Collection entries:
——

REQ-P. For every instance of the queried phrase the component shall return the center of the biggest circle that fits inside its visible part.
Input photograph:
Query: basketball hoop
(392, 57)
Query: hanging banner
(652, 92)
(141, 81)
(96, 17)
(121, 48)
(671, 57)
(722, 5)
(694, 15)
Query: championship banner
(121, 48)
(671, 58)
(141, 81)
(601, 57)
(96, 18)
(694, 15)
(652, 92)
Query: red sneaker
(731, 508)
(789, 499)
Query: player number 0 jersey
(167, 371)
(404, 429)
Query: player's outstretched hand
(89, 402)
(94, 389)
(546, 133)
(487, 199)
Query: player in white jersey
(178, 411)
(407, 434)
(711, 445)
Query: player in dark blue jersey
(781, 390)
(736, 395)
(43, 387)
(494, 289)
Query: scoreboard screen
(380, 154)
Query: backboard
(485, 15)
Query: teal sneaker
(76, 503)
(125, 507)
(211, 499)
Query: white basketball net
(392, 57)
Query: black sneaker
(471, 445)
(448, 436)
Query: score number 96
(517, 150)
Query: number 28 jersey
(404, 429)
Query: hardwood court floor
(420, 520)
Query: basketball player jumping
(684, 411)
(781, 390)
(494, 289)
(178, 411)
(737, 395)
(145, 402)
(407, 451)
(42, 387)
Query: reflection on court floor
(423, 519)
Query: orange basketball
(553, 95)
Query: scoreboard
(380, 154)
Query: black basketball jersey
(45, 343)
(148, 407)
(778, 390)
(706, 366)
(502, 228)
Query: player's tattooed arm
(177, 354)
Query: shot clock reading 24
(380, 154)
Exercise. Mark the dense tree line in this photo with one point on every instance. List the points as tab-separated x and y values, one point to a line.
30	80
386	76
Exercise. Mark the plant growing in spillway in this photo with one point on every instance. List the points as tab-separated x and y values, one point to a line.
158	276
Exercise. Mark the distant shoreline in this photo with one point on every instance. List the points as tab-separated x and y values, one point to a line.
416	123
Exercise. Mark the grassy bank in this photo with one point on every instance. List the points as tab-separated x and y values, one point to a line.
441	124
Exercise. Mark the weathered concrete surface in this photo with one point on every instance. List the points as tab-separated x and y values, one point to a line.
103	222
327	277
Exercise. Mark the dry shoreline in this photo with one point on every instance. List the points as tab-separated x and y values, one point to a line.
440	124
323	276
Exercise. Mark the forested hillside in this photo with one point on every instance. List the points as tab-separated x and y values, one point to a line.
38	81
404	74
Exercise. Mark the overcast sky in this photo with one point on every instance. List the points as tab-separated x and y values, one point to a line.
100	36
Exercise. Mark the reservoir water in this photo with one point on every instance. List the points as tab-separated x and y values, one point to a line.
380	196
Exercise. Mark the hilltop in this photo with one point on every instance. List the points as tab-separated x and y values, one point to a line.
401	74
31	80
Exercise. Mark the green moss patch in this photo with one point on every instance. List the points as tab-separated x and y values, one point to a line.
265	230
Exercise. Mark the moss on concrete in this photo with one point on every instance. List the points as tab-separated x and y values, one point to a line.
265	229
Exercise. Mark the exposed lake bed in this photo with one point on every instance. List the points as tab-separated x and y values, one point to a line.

——

■ Exercise objective ■
Each line of the data must be copied exactly as it appears.

■ Response to the task ■
REQ-P. For every instance of the queried phrase the component shall return the center of the biggest circle that fits inside its visible part.
Input photograph:
Query: basketball hoop
(392, 57)
Query: hanging banner
(652, 92)
(141, 81)
(96, 17)
(121, 48)
(671, 57)
(722, 5)
(694, 15)
Query: championship banner
(121, 48)
(671, 58)
(141, 81)
(601, 57)
(96, 18)
(694, 15)
(652, 92)
Query: red sneaker
(731, 508)
(789, 499)
Query: player number 0 jersey
(167, 371)
(404, 429)
Query: player's outstretched hand
(89, 402)
(94, 389)
(546, 133)
(487, 199)
Query: player in white jersey
(178, 411)
(407, 434)
(711, 445)
Query: player in dark blue jersey
(781, 390)
(736, 395)
(43, 387)
(494, 289)
Query: scoreboard screen
(380, 154)
Query: backboard
(485, 15)
Query: teal sneaker
(76, 503)
(125, 507)
(211, 499)
Query: white basketball net
(392, 57)
Query: black sneaker
(471, 445)
(448, 436)
Query: score number 96
(517, 150)
Query: number 28 jersey
(404, 429)
Query: hardwood court floor
(420, 520)
Query: basketball player jumping
(684, 411)
(781, 390)
(494, 289)
(178, 411)
(737, 395)
(145, 402)
(407, 451)
(42, 387)
Query: reflection on court floor
(423, 519)
Query: orange basketball
(553, 95)
Query: scoreboard
(380, 154)
Query: black basketball jersey
(45, 343)
(148, 407)
(778, 390)
(706, 366)
(502, 228)
Query: player's tattooed arm
(177, 354)
Query: shot clock reading 24
(380, 154)
Exercise. Mark the dense tree line in this photo with one point on every instance. List the points as tab-separated x and y values, one point to a line.
30	80
386	76
Exercise. Mark the plant growing in spillway in this photo with one point on every instance. List the points as tab-separated x and y values, one point to a line.
158	276
Exercise. Mark the distant shoreline in this photo with one point on every instance. List the points as tab-separated x and y values, one point to a line.
416	123
Exercise. Mark the grassy bank in this photo with one point on every instance. List the points as tab-separated x and y values, one point to a line.
441	124
Exercise. Mark the weathered concrete surface in this photo with one point on every instance. List the points as tab-separated x and y values, one point to a line.
103	222
327	277
Exercise. Mark the dry shoreline in this photo with one point on every instance. List the points as tab-separated x and y values, one point to a line.
440	124
323	276
Exercise. Mark the forested hillside in this photo with one point on every instance. List the points as tab-separated x and y values, one point to a line.
38	81
404	74
Exercise. Mark the overcast sky in this photo with one point on every instance. List the points as tab-separated x and y values, one point to a line.
100	36
Exercise. Mark the reservoir water in this photo with one point on every instance. List the points as tab-separated x and y values, one point to a line.
380	196
Exercise. Mark the hilltop in this photo with one point on every instance. List the points as tab-separated x and y values, one point to a line.
401	74
31	80
Exercise. Mark the green moss patch in this photo with one point on every instance. List the points as tab-separated x and y values, one point to a line.
265	230
Exercise. Mark the moss on concrete in this photo with one point on every instance. List the points as tab-separated x and y values, one point to a line.
265	229
Exercise. Mark the exposed lake bed in this photo with one point on every instance. List the points as tab-separated x and y values, one point to a line.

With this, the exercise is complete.